§ **Что нужно сделать**
[1] Перепишите часть отрывка о кинофестивале между словами «И все же МЕКФ» и «появления на свет.» включительно, поставив «фестиваль» вместо «МЕКФ».
[2] Напишите продолжение отрывка о кинофестивале, начиная сразу после его последнего предложения.

§ **Исходный отрывок**
И все же МЕКФ — не Holocaust Film Festival. И кринж‑комедия «Американский огурчик», с восточноевропейским колоритом и мастер‑классом по засолке огурцов, не стала единственной, обошедшей стороной главную трагедию. К тому же накануне своего открытия МЕКФ вдруг анонсировал программу, заставившую о себе говорить, и не всегда говорить хорошо. Это была явно внеплановая акция — в бумажном фестивальном буклете она не упоминалась. Программа называлась «Антисионистское кино», состояла из трех фильмов и одной дискуссии и стала, наверное, самым спорным решением фестиваля с момента его появления на свет.
Уже само название обескураживало зрителей и допускало многочисленные трактовки этого термина и его уместности в рамках еврейского кинофестиваля. И шокировал выбор фильмов. Первая картина, с которой началась программа в Еврейском музее — «Тайное и явное (Деяния сионистов)» (1973), оказалась банальной советской антисемитской агиткой застойных времен, какие выпускали в позднем СССР пачками. И поскольку далеко не все зрители МЕКФ имели несчастье об этом помнить и это пережить, подобные пропагандистские ленты, если уж их показывать, надо обстоятельно комментировать, причем не после показа, на общей дискуссии, а до него.

§ **Записи для проверки**
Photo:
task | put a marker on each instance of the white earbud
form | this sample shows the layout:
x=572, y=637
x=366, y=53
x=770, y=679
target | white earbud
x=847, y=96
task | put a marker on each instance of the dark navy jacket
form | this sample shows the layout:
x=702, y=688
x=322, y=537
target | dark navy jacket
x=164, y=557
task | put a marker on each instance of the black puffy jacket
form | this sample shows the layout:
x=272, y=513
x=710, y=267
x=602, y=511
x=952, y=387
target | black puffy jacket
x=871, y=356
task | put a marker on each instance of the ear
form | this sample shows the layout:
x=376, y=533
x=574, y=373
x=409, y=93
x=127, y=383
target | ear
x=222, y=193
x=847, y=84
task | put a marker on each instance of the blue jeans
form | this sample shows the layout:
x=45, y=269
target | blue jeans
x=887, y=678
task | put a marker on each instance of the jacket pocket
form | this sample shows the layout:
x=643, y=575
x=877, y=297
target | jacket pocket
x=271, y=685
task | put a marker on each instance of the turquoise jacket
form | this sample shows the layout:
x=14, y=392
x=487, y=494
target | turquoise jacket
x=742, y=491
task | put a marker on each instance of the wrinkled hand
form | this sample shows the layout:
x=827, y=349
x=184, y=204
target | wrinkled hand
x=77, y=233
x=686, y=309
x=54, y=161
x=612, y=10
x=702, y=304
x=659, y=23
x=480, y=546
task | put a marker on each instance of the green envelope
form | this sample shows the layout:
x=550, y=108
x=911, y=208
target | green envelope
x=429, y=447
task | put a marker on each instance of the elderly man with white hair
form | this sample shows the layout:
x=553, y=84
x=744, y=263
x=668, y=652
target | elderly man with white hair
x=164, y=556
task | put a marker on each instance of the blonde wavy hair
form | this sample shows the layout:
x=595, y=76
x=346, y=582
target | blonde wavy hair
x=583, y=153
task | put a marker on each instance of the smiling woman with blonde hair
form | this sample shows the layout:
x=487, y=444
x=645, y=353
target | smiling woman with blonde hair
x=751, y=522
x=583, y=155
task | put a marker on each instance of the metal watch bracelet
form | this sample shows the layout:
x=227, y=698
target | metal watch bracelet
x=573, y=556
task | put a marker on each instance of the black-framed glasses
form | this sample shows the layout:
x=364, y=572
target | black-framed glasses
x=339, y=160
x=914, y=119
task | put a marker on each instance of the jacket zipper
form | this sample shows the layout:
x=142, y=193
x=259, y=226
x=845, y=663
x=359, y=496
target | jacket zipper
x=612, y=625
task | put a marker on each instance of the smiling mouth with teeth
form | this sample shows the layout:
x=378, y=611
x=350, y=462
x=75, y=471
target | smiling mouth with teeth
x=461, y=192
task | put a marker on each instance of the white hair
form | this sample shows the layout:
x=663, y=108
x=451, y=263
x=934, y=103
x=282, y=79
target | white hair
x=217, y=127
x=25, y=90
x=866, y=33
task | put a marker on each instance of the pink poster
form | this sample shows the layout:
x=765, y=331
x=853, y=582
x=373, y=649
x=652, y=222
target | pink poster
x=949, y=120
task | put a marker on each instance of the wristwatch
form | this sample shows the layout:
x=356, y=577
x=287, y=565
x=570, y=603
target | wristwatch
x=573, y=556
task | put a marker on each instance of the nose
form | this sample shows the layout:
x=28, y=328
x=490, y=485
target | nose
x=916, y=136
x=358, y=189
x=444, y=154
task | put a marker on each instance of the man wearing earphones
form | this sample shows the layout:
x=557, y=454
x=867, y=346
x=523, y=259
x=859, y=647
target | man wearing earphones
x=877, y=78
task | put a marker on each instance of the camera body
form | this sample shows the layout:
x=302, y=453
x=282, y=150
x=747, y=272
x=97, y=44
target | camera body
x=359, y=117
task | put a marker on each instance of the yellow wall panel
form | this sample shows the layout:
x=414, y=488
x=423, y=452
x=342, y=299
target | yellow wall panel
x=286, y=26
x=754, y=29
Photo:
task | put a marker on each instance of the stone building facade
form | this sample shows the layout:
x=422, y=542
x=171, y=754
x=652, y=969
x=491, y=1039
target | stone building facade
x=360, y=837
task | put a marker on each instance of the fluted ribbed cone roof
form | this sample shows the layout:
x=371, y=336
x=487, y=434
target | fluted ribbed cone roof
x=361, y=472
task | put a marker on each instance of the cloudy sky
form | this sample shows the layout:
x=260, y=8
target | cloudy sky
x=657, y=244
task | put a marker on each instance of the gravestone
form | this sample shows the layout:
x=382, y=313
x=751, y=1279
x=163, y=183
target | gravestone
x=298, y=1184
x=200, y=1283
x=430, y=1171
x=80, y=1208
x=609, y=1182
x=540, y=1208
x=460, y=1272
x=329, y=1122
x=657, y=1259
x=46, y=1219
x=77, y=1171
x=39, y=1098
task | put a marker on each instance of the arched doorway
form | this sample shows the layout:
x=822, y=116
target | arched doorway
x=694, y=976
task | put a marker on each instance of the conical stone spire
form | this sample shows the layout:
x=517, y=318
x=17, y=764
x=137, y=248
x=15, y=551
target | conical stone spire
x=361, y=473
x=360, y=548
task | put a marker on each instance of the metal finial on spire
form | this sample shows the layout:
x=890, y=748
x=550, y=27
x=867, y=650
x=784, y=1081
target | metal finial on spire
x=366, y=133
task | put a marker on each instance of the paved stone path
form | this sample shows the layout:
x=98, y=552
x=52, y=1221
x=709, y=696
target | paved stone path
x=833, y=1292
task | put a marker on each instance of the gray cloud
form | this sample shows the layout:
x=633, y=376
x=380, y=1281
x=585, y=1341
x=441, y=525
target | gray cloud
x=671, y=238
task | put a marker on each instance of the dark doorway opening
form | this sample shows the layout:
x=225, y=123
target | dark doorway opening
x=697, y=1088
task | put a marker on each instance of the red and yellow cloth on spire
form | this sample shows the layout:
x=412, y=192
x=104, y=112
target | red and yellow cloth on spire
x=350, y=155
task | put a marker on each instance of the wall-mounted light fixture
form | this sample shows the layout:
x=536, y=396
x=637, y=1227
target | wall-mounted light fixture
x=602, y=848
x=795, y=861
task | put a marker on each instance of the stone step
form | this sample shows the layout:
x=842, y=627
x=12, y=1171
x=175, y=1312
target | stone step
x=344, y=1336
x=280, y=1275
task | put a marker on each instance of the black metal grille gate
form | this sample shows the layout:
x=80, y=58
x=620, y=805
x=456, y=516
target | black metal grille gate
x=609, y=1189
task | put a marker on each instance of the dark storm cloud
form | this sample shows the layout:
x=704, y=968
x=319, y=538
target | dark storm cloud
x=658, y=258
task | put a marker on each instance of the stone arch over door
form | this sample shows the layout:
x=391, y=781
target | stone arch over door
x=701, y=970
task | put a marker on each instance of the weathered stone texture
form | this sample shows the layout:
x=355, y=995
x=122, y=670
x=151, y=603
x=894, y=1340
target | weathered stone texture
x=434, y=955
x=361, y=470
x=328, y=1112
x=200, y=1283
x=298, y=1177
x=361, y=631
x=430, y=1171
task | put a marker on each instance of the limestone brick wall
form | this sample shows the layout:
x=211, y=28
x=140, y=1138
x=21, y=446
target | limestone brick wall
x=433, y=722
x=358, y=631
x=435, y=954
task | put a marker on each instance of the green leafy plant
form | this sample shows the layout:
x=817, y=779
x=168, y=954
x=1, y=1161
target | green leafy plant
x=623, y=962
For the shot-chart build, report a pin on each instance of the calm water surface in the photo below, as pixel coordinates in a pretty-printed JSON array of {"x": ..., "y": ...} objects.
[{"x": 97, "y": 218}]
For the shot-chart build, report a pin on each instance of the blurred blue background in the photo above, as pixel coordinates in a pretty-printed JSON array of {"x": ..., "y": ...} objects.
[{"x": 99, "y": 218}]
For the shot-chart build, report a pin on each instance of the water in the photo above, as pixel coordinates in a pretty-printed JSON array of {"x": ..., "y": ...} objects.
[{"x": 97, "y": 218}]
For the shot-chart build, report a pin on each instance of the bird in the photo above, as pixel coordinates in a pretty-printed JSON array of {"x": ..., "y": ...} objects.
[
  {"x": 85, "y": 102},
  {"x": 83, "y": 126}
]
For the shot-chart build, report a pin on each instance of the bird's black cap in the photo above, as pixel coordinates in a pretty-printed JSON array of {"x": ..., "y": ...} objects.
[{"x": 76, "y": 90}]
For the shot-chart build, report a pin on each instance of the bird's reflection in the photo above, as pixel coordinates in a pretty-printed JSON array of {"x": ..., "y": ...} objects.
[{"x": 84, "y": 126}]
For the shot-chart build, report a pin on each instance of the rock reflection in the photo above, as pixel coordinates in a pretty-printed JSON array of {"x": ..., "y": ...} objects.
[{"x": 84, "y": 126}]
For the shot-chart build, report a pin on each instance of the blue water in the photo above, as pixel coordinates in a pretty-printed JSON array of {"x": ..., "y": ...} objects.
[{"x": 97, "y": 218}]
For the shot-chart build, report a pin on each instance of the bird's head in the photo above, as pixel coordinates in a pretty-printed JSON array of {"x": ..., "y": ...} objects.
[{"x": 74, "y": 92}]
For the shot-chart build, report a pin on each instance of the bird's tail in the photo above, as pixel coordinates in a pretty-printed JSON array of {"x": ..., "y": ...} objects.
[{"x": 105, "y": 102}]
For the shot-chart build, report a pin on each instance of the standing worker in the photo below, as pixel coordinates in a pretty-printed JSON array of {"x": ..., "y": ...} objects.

§ **Ответы по номерам**
[1]
И все же фестиваль — не Holocaust Film Festival. И кринж‑комедия «Американский огурчик», с восточноевропейским колоритом и мастер‑классом по засолке огурцов, не стала единственной, обошедшей стороной главную трагедию. К тому же накануне своего открытия фестиваль вдруг анонсировал программу, заставившую о себе говорить, и не всегда говорить хорошо. Это была явно внеплановая акция — в бумажном фестивальном буклете она не упоминалась. Программа называлась «Антисионистское кино», состояла из трех фильмов и одной дискуссии и стала, наверное, самым спорным решением фестиваля с момента его появления на свет.

[2]
Антисионизм же двух современных картин — израильской документалки и палестинской игровой ленты — вызывает не меньшее недоумение, не разъясненное даже во время посвященного программе круглого стола «Как появилось антисионистское кино?». Да, мы знаем — МЕКФ никогда не боялся острых тем, но поднимать эти темы стоит только после тщательной подготовки и четко понимая, зачем. А на этот вопрос, похоже, никто из организаторов даже сам себе ответить не мог.